▸ **Study material**
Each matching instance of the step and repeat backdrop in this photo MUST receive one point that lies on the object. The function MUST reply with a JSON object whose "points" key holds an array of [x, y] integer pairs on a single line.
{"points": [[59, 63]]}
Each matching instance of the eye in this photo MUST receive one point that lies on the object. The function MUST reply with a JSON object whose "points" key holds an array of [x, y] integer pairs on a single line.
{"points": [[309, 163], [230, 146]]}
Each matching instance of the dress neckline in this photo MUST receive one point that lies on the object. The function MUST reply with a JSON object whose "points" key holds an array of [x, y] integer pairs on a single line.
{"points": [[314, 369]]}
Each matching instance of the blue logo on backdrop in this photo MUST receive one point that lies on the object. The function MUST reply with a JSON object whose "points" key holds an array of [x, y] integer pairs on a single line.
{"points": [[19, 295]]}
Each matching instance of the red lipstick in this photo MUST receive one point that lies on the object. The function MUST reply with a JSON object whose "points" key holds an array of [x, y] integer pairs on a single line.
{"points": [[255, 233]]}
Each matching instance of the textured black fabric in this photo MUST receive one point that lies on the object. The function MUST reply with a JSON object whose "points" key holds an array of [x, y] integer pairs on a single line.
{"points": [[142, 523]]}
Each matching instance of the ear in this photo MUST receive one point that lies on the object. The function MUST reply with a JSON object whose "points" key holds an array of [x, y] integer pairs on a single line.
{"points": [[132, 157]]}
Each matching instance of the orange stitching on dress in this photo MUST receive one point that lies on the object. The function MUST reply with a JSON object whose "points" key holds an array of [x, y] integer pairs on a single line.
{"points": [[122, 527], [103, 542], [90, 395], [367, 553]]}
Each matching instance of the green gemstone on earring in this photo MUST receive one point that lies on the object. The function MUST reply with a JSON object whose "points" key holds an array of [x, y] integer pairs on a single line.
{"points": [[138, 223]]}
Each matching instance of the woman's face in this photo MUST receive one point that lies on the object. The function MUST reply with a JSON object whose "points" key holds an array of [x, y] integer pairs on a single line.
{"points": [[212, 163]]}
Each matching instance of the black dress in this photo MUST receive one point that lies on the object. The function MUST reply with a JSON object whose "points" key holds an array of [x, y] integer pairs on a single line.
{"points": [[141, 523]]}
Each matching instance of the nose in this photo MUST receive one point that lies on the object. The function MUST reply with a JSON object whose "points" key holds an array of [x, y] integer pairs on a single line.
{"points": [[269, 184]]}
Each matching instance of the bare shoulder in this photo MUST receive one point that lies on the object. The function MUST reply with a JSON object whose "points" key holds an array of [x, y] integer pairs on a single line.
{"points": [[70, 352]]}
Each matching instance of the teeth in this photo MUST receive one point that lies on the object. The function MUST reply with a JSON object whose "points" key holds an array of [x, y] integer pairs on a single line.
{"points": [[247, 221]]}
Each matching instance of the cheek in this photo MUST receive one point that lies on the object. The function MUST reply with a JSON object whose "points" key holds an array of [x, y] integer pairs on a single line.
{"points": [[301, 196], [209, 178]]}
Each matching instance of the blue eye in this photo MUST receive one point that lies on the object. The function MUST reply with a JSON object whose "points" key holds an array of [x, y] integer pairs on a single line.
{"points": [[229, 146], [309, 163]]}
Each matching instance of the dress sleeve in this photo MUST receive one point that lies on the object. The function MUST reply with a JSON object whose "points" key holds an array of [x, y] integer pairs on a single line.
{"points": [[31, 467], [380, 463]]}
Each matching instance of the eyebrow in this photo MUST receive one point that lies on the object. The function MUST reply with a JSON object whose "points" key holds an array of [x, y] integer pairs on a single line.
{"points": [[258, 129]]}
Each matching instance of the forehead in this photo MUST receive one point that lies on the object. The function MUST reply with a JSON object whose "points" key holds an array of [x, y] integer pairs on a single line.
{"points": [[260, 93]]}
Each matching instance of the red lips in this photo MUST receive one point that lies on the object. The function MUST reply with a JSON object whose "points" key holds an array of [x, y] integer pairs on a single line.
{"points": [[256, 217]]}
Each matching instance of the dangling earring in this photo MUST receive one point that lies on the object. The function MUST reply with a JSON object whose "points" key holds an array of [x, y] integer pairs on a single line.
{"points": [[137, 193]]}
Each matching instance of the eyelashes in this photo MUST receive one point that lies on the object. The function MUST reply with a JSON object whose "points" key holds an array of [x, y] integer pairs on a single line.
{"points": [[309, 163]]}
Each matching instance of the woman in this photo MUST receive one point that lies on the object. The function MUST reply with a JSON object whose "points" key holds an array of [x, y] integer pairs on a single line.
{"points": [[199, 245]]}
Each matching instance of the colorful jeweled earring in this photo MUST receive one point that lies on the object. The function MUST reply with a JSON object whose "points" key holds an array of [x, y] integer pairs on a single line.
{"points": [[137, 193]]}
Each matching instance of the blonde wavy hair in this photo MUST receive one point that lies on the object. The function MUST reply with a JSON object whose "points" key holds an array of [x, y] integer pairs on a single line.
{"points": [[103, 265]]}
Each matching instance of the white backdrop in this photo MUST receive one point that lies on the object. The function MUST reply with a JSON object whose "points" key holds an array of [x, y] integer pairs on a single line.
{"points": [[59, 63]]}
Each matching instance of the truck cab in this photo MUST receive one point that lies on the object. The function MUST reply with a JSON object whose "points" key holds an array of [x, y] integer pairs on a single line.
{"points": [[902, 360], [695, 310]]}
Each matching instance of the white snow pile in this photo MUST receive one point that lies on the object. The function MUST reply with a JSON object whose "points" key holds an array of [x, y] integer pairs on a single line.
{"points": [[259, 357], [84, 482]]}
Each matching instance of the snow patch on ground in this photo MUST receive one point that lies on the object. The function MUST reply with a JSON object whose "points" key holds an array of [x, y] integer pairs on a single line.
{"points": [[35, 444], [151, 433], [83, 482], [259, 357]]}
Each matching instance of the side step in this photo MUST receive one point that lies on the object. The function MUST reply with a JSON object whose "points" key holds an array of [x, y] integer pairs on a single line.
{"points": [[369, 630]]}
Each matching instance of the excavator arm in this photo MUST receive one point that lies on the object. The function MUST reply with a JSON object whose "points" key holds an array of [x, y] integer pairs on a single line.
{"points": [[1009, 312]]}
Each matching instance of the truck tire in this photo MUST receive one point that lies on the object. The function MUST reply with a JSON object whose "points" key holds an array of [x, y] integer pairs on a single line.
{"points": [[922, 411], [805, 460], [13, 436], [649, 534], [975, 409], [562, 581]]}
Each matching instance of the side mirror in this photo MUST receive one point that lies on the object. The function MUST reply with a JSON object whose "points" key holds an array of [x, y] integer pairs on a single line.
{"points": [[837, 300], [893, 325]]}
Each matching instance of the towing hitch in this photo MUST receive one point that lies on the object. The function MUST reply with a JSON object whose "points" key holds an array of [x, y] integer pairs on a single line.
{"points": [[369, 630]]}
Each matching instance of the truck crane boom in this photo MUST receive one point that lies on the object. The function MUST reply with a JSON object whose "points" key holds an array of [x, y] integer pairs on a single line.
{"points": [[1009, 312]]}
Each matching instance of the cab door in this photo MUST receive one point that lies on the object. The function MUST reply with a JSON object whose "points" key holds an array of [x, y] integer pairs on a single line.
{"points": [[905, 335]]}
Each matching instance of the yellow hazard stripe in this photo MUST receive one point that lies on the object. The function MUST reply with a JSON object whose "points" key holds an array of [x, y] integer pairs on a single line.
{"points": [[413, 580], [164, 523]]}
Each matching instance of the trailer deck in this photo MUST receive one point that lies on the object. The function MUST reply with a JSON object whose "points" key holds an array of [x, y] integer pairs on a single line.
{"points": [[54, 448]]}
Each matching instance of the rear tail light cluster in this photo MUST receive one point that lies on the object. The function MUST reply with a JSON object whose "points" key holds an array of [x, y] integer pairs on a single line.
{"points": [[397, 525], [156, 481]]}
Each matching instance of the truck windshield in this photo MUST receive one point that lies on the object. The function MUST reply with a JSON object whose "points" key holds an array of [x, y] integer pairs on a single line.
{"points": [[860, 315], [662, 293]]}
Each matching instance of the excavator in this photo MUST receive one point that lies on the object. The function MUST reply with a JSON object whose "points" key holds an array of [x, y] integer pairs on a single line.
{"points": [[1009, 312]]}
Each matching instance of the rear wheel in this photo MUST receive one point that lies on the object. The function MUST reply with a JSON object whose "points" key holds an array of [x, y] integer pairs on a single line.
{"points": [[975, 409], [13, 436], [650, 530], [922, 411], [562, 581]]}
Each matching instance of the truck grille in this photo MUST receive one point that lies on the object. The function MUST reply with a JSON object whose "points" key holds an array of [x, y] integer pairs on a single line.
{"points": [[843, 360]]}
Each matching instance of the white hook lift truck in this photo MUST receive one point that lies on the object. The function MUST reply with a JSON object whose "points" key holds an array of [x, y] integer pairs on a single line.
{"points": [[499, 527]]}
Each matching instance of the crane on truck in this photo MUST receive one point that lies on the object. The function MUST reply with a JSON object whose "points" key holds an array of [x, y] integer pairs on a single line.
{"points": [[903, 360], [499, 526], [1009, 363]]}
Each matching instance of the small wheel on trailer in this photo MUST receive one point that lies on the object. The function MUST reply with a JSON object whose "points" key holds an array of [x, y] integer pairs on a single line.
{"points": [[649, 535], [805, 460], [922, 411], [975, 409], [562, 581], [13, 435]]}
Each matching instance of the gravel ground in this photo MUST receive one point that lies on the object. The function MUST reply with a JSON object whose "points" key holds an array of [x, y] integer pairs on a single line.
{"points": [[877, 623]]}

▸ **To do**
What you return should be only the lines from the line containing "Each matching instance of the gravel" through the end of the material above, reproduced exactly, first and last included.

▸ **Answer to this problem**
Each matching instance of the gravel ground in this photo MUST receive one point that lies on the object. The function MUST reply with a JSON object whose "points" key holds an array of [x, y] integer pairs on a single line.
{"points": [[877, 623]]}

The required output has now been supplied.